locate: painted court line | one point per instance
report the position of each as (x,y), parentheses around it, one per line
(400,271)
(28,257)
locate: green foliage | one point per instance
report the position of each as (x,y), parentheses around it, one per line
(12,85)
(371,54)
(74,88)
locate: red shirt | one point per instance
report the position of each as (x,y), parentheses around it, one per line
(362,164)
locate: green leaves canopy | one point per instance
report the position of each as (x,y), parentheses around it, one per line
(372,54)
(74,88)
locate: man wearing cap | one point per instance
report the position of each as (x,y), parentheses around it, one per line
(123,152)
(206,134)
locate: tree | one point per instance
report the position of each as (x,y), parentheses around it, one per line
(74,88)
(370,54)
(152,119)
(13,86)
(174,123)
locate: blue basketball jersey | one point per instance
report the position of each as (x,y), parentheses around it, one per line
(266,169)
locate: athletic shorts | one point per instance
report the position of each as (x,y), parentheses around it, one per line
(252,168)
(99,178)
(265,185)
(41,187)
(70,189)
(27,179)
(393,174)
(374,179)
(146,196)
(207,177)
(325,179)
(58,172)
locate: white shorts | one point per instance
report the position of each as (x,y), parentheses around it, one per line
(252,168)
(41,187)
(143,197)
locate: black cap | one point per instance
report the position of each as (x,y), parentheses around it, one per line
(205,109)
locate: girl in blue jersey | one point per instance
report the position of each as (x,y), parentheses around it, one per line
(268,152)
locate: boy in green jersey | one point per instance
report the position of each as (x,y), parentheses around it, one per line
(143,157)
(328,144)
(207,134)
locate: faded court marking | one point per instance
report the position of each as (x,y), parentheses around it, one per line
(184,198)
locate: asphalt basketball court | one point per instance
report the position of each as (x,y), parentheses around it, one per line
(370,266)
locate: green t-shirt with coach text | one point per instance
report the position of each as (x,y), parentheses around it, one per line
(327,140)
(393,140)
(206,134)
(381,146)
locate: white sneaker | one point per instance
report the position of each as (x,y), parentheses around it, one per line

§ What you need to do
Please write out every line above again, word for word and in the same order.

§ Result for this task
locate: painted court line | one point per instance
report the position of each as (x,y), parentheses around it, one per line
(400,271)
(28,257)
locate: green foliage | one point per instance
report the position of each as (x,y), parentheses around it, one per line
(12,85)
(371,54)
(74,88)
locate: red shirt | one point per instance
report the position of each as (x,y), parentheses around it, one per line
(362,164)
locate: green leaves canopy | one point per instance
report the position of each as (x,y), parentheses around it, one per line
(372,54)
(74,88)
locate: man wearing cap | one point per instance
report the position of each as (x,y), parentheses around it, one per line
(123,152)
(206,134)
locate: tree | one point per instance
report the position of each as (x,y), parentheses around it, one per line
(74,88)
(370,54)
(152,119)
(13,86)
(174,123)
locate: blue basketball jersey | one point per instance
report the position of each as (x,y), parentheses around it, one per line
(266,169)
locate: athletic shorts | one point per instance
report the position of each as (x,y), parentheses around it, one per line
(252,168)
(99,178)
(265,185)
(41,187)
(70,189)
(27,179)
(393,174)
(374,179)
(146,196)
(207,177)
(325,179)
(58,172)
locate: white shorts | one point per instance
report the position of each as (x,y), parentheses around it, one per line
(252,168)
(41,187)
(143,197)
locate: black cap | one point per instance
report the position of each as (x,y), parentheses around it, one per line
(205,109)
locate: girl in blue jersey | one point per instance
report the position of each as (x,y), parentheses around it, one per line
(268,152)
locate: boy in green jersey | one point per instance
report the position of each as (x,y), parentheses around it, one per line
(143,157)
(328,144)
(207,134)
locate: faded court marking | one point per instance
report the position of each as (x,y), parentheses around it, one per line
(184,198)
locate: asphalt basketball court | one point per instance
report the position of each as (x,y), parentheses around it, one per line
(370,266)
locate: green t-shirt with coach text | one point per instance
report the position of each as (x,y), parentheses around it, one per line
(327,140)
(393,140)
(206,134)
(381,146)
locate: white sneaker | one point per instance
report the position of each as (x,y), parentheses around it, one per line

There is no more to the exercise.